-- Start Supplied data --

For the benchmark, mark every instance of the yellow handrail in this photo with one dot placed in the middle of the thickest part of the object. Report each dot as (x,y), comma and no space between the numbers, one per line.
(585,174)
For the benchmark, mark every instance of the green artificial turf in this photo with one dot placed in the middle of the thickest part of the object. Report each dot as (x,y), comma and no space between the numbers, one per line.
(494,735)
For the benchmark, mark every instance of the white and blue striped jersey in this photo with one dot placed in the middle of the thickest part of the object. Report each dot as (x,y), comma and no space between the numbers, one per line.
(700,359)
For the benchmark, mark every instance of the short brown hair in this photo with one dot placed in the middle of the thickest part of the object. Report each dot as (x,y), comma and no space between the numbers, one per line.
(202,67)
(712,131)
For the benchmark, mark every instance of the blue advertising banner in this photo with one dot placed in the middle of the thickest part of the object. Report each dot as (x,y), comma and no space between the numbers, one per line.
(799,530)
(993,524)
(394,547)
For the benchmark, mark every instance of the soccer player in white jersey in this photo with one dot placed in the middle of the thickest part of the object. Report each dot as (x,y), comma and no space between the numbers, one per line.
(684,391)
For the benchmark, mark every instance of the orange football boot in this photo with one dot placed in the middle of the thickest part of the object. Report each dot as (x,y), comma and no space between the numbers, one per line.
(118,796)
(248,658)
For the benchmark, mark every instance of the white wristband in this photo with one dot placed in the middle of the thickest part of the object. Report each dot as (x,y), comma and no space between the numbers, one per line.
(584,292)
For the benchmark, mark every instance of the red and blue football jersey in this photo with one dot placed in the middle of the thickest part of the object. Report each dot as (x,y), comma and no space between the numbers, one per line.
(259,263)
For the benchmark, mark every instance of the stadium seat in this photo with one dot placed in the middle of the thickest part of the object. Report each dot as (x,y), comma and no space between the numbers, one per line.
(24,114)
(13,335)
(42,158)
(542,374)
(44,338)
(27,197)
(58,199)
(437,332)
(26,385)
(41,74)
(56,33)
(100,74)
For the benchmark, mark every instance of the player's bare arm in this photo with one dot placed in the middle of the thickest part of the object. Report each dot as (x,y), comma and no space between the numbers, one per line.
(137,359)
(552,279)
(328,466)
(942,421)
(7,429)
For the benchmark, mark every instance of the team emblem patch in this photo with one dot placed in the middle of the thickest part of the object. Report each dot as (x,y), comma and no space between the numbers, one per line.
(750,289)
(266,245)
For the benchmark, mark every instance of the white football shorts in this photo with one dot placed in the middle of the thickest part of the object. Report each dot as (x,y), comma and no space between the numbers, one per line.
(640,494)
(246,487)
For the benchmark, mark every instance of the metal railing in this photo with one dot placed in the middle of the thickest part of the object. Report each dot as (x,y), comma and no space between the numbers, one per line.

-- End Supplied data --

Reproduce every row above verbatim, in its original order.

Result of the task:
For the benchmark, mark every instance of the yellow handrail in this photo with one dot placed in the middle of the thickest part of the object. Report each dot as (x,y), comma and no space between the numbers, one per line.
(585,174)
For the benchmark, mark every instance of the green artificial turf in this photo with one dot placed in the middle of the thickest part of the object. Report each dot as (x,y), comma and no space between the numbers, one per line.
(494,735)
For the benchmark, mark every instance of the white and blue striped jersey in this photo with one dot placed in the middle of the thickest part of the object. Report each dot as (x,y), comma and no space between the numbers, one per line.
(700,359)
For the benchmark, mark every instance of the short brown hair in this photo with one dot placed in the middle of the thickest part of the object. Report each dot as (x,y), comma and no space between the numbers, one per line.
(202,67)
(712,131)
For the benchmark, mark every instance of the blue advertising banner in this photo with one dot placed in the middle of the thickest part of the object. Report each dot as (x,y), comma and no space between the numbers, one per line.
(799,530)
(993,524)
(394,547)
For the benchmark, mark every instance of the soccer player in white jersey in this photo with one dot placed in the middle of the thickest part of the object. Report each dot as (x,y), comma and no space between the numbers, one per line.
(684,391)
For the benchmark, mark every instance of the orange football boot in this photo with one dot placed in the middle of the thickest part of the object. Report each dot as (x,y), comma and no space between the numbers, one per line.
(118,796)
(248,658)
For the benchmark, mark every instance of the white wristband in this photo with one dot placed in the middle of the thickest part of the object. Report each dot as (x,y), comma and no space between the numbers, one per line.
(584,292)
For the benchmark, mark every instance of the red and blue football jersey in this photo with one dot placed in the middle of the thickest part of the object. Report each dot as (x,y), comma and no space between the numbers, one per line.
(259,263)
For the benchmark, mark every instance of the stadium seat in this photo with one dot placed in the middle of the thickest part of the object. Report each dot as (x,y), comma and no space between the numbers, one per line.
(24,114)
(13,335)
(42,158)
(542,374)
(44,338)
(27,197)
(58,199)
(437,332)
(26,385)
(41,74)
(56,33)
(100,74)
For the benchmark, mark every instance of the player's bare arm in this photo with one dot placed in the middle of the thickest part of the object. Report each dot as (x,y), comma and no space between the numbers, one per line.
(137,359)
(552,279)
(328,466)
(942,421)
(7,429)
For the benchmark, mark every instance of the team emblem patch in this photo with one dot placed in the middle of the thickest part of the object. Report each dot as (x,y), comma and no space between the numbers, one per line.
(750,289)
(266,245)
For the benchmark, mark every instance of the white football shorts in this photo with one dot placed in the middle of the thickest part of the object. Report each dot as (x,y), comma and no space between the numbers, one per line.
(640,494)
(246,487)
For the benchmark, mark every instance of the metal railing in this photo with one dot placed in the middle of the thickest part of the object. Report each dot as (x,y), comma and no space between the numbers, one per line.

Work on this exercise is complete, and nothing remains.